Written instruction: Present the lines of the items below as a numbered list, leaving out any blank lines.

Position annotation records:
::::

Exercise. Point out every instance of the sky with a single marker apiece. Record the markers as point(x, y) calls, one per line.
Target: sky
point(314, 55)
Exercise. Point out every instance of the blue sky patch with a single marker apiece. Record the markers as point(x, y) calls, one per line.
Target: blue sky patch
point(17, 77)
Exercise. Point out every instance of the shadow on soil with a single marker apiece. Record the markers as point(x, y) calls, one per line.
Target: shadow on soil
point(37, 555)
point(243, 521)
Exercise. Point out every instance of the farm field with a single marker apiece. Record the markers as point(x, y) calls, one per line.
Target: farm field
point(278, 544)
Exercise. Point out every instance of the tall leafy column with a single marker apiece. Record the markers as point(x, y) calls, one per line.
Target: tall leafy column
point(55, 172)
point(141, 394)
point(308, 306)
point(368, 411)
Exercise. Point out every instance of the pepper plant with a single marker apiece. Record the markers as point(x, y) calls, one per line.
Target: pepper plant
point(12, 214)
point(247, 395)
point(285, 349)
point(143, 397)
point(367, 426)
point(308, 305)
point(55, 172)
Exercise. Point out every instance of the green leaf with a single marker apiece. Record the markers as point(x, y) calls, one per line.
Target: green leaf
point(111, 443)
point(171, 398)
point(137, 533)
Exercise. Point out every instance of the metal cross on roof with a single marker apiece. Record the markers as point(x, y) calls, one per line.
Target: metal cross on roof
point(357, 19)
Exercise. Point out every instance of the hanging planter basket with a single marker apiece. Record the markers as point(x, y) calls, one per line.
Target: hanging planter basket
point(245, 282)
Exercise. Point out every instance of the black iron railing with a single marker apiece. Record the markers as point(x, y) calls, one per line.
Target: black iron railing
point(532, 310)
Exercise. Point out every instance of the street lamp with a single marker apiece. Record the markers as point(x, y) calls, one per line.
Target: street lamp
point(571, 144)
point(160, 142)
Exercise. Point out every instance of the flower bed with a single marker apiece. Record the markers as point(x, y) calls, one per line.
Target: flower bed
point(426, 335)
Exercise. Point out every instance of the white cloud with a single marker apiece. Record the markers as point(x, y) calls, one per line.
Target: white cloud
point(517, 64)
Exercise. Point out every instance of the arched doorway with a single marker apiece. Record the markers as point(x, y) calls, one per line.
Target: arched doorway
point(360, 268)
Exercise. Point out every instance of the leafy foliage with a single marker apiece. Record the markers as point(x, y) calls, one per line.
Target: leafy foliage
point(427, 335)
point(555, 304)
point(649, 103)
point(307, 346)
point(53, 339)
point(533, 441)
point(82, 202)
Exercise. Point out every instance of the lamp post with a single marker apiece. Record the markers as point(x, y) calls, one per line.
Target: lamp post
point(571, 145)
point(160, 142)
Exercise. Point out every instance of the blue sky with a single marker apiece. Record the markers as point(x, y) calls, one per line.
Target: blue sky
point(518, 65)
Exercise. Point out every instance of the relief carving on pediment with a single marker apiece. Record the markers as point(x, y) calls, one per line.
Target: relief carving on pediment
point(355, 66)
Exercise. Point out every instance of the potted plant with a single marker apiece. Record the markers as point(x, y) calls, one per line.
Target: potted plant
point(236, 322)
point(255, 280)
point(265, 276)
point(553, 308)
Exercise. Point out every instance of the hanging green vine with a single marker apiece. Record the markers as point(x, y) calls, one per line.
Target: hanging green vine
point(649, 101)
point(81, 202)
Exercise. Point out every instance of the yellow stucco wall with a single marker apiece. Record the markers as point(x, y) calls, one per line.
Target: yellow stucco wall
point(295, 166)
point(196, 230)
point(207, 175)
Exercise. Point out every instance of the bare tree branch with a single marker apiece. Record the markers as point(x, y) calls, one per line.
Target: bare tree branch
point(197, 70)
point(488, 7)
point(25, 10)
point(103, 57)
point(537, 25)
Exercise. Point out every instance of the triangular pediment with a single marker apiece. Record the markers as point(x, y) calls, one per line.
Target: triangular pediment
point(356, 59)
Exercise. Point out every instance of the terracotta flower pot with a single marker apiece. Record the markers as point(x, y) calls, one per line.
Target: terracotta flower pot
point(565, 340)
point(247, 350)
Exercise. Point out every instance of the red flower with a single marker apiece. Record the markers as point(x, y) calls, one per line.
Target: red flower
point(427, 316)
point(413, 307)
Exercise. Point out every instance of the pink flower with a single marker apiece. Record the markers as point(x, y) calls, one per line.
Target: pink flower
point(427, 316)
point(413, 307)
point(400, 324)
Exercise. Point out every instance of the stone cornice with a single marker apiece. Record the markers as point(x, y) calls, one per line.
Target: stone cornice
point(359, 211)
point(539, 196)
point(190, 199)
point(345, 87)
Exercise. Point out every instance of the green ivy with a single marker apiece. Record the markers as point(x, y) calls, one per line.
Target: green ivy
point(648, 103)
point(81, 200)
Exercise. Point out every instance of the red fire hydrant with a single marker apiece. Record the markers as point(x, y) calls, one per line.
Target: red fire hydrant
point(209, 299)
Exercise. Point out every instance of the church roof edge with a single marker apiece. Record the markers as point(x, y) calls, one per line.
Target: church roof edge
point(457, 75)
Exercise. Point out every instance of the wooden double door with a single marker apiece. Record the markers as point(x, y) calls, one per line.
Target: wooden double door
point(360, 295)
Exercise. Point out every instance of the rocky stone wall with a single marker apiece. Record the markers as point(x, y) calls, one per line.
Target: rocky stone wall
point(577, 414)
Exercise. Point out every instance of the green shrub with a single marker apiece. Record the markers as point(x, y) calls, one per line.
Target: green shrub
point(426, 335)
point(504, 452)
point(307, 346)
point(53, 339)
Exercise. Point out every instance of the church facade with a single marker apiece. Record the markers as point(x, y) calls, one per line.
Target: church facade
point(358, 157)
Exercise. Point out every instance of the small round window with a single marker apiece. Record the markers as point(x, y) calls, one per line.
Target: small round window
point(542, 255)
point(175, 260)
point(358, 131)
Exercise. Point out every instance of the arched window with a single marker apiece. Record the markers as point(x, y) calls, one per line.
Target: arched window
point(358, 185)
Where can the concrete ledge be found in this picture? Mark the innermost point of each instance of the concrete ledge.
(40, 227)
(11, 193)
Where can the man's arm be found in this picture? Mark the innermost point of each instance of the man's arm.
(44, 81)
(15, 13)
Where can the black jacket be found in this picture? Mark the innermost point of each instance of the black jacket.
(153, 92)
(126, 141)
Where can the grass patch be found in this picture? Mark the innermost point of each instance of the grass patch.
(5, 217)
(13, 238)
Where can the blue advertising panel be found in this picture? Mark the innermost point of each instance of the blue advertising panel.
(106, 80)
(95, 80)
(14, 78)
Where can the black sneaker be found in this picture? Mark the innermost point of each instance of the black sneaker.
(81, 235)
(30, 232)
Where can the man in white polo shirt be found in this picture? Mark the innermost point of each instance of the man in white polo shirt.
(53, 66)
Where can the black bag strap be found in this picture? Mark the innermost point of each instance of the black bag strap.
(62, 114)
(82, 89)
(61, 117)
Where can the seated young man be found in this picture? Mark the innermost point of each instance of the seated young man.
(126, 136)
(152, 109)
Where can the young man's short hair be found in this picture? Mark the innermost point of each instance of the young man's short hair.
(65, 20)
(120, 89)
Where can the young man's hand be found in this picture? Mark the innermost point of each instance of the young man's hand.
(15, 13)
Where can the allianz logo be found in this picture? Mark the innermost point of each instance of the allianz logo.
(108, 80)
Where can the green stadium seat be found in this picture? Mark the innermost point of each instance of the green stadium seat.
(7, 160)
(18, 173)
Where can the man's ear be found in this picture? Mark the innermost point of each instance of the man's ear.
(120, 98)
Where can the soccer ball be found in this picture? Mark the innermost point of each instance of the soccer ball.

::::

Output for this task:
1. Exercise. Point out every instance of the sky with a single marker apiece. Record the markers as point(x, y) calls, one per line.
2. Target: sky
3. point(314, 55)
4. Exercise. Point out every instance of the blue sky patch with a single marker apiece. Record the markers as point(x, y) calls, one per line.
5. Target: blue sky patch
6. point(17, 77)
7. Exercise. Point out every instance of the shadow on soil with a single marker apiece. Record the markers as point(x, y) calls, one per line.
8. Target: shadow on soil
9. point(37, 555)
10. point(243, 521)
11. Exercise. Point out every instance of the farm field with a single marker apiece. Record the markers as point(x, y) calls, one per line.
12. Target: farm field
13. point(278, 544)
14. Exercise. Point out every instance of the tall leafy column with a single marker apiece. Record the markers as point(x, y) calls, one per line.
15. Target: tall leafy column
16. point(55, 172)
17. point(141, 394)
18. point(308, 306)
19. point(368, 411)
20. Exercise. Point out every instance of the pepper plant with a single marker apiece. Record the markers as point(x, y) calls, one per line.
21. Target: pepper plant
22. point(12, 214)
23. point(247, 395)
24. point(285, 349)
25. point(143, 397)
26. point(367, 426)
27. point(308, 305)
28. point(55, 172)
29. Exercise. Point out every instance of the green leaf with a single marker apiece. Record the markers as point(x, y) calls, one per line.
30. Target: green leaf
31. point(111, 443)
32. point(171, 398)
33. point(137, 533)
34. Exercise. Point out every instance of the metal cross on roof with a single marker apiece. Record the markers as point(x, y) calls, one per line.
35. Target: metal cross on roof
36. point(357, 19)
37. Exercise. Point out every instance of the hanging planter basket with a single marker apiece. Record the markers as point(x, y) calls, one per line.
38. Target: hanging planter basket
39. point(245, 282)
40. Exercise. Point out every instance of the black iron railing with a single marker apiece. Record the markers as point(x, y) calls, one per line.
41. Target: black iron railing
42. point(532, 310)
43. Exercise. Point out every instance of the street lamp with a single marker apiece. Record the markers as point(x, y) calls, one per line.
44. Target: street lamp
45. point(571, 144)
46. point(160, 142)
47. Exercise. Point out every instance of the flower bed with a single marker apiece. Record the markers as point(x, y) calls, one per line.
48. Target: flower bed
49. point(426, 335)
50. Exercise. Point out every instance of the white cloud with a single marker apiece. Record the markers as point(x, y) calls, one per line.
51. Target: white cloud
52. point(517, 64)
53. Exercise. Point out every instance of the arched doorway with a single marker apiece. Record the markers as point(x, y) calls, one per line.
54. Target: arched doorway
55. point(360, 268)
56. Exercise. Point out every instance of the leafy foliage with a single marker apiece. Record the markers as point(x, y) calls, one per line.
57. Target: leafy foliage
58. point(427, 335)
59. point(555, 304)
60. point(649, 103)
61. point(307, 346)
62. point(53, 339)
63. point(533, 441)
64. point(82, 202)
65. Exercise. Point out every instance of the lamp post with a single marker apiece. Record the markers as point(x, y) calls, one per line.
66. Target: lamp post
67. point(571, 145)
68. point(160, 142)
69. Exercise. Point out every instance of the blue sky with a single marker apiece. Record the markers as point(x, y) calls, one per line.
70. Target: blue sky
71. point(518, 65)
72. Exercise. Point out every instance of the relief carving on pediment with a single marker apiece. Record the markers as point(x, y) calls, one per line.
73. Target: relief carving on pediment
74. point(355, 66)
75. Exercise. Point out every instance of the potted plant with a single marker apiece. Record the markers as point(x, y) calls, one per line.
76. Target: potted plant
77. point(236, 322)
78. point(255, 280)
79. point(265, 276)
80. point(553, 308)
81. Exercise. Point out every instance of the hanging green vine with a single marker apiece. Record the markers as point(x, y) calls, one per line.
82. Target: hanging green vine
83. point(649, 101)
84. point(81, 202)
85. Exercise. Point out every instance of the yellow stucco wall with a single marker apiece. Record the markers as point(x, y) calls, one per line.
86. Target: yellow stucco wall
87. point(295, 166)
88. point(196, 230)
89. point(207, 175)
90. Exercise. Point out every instance of the bare tree branch with a single marker apiece. Record the markers as point(x, y) calls, one per line.
91. Target: bare tree branch
92. point(197, 70)
93. point(488, 7)
94. point(25, 10)
95. point(103, 57)
96. point(537, 25)
97. Exercise. Point out every instance of the triangular pediment with a single marker apiece. Record the markers as point(x, y) calls, one per line.
98. Target: triangular pediment
99. point(356, 59)
100. Exercise. Point out every instance of the terracotta flower pot with a single marker apiece. Record the markers as point(x, y) calls, one per line.
101. Target: terracotta flower pot
102. point(565, 340)
103. point(247, 350)
104. Exercise. Point out every instance of the red flower with a single marker apiece. Record the markers as point(x, y) calls, one per line.
105. Target: red flower
106. point(427, 316)
107. point(413, 307)
108. Exercise. Point out every instance of the pink flower with a single marker apiece. Record the markers as point(x, y) calls, one per line.
109. Target: pink flower
110. point(427, 316)
111. point(413, 307)
112. point(400, 324)
113. Exercise. Point out every instance of the stone cornice with a single marker apiece. Record the markers as point(x, y) calls, one per line.
114. Target: stone cornice
115. point(359, 211)
116. point(539, 196)
117. point(190, 199)
118. point(345, 87)
119. Exercise. Point out every instance of the green ivy with a single marker apiece. Record the markers as point(x, y) calls, one per line.
120. Target: green ivy
121. point(648, 103)
122. point(81, 200)
123. Exercise. Point out every instance of the red fire hydrant with a single marker apiece. Record the markers as point(x, y) calls, one per line.
124. Target: red fire hydrant
125. point(209, 299)
126. Exercise. Point out every instance of the church roof edge with a single marker apiece. Record the markers as point(x, y) calls, one per line.
127. Target: church roof edge
128. point(457, 75)
129. Exercise. Point out every instance of the wooden double door with a single marker apiece. Record the markers as point(x, y) calls, one per line.
130. Target: wooden double door
131. point(360, 295)
132. Exercise. Point out every instance of the rocky stone wall with a single marker apiece. Record the markers as point(x, y) calls, one per line.
133. Target: rocky stone wall
134. point(577, 414)
135. Exercise. Point out every instance of the green shrub with a single marker apiece. Record the markers as point(x, y) calls, one per line.
136. Target: green shrub
137. point(426, 335)
138. point(504, 452)
139. point(307, 346)
140. point(53, 339)
141. Exercise. Point out every instance of the church facade with a single marker apiece. Record the markers as point(x, y) calls, one per line.
142. Target: church facade
143. point(358, 157)
144. Exercise. Point out every instance of the small round window with a single marker apiece. Record the markers as point(x, y) calls, one per line.
145. Target: small round window
146. point(542, 255)
147. point(175, 260)
148. point(358, 131)
149. Exercise. Point out every instance of the arched window with a single marker apiece. Record the markers as point(x, y) calls, one per line.
150. Target: arched window
151. point(358, 185)
152. Where can the concrete ledge be found in this picture? Mark the innermost point of each instance of the concrete ledge.
153. (40, 227)
154. (11, 193)
155. Where can the man's arm be found in this picture? Mark the innermost point of each instance of the man's arm.
156. (44, 81)
157. (15, 13)
158. Where can the black jacket be found in this picture? Mark the innermost point of each instance of the black jacket.
159. (153, 92)
160. (126, 141)
161. Where can the grass patch be found in this picture? Mark the innermost point of each instance of the grass patch.
162. (5, 217)
163. (13, 238)
164. Where can the blue advertising panel be found in this picture? Mark the innermost point of each instance of the blue advertising panel.
165. (106, 80)
166. (95, 80)
167. (14, 78)
168. Where can the black sneaker be found in this picture? Mark the innermost point of each instance of the black sneaker.
169. (81, 235)
170. (30, 232)
171. Where can the man in white polo shirt be found in this picture? Mark the innermost point of each instance of the man in white polo shirt.
172. (53, 66)
173. Where can the black bag strap be found in this picture? Mark the innermost point of each instance of the black bag strap.
174. (62, 114)
175. (82, 89)
176. (61, 117)
177. Where can the seated young man be found in this picture? Mark the innermost point of each instance of the seated young man.
178. (126, 136)
179. (152, 109)
180. Where can the young man's short hair be found in this picture? Mark the innermost point of each instance of the young man's short hair.
181. (65, 20)
182. (120, 89)
183. Where can the young man's hand be found in this picture? Mark the innermost point of each instance of the young man's hand.
184. (15, 13)
185. Where can the allianz logo be found in this picture? Mark the innermost point of each instance of the allianz logo.
186. (108, 80)
187. Where can the green stadium seat be found in this picture? Mark the innermost point of each instance of the green stadium seat.
188. (7, 160)
189. (18, 173)
190. Where can the man's ear be found in this picture? Mark the innermost point of each instance of the man's ear.
191. (120, 98)
192. Where can the soccer ball be found in this picture? Mark the innermost point of each instance of the soccer ball.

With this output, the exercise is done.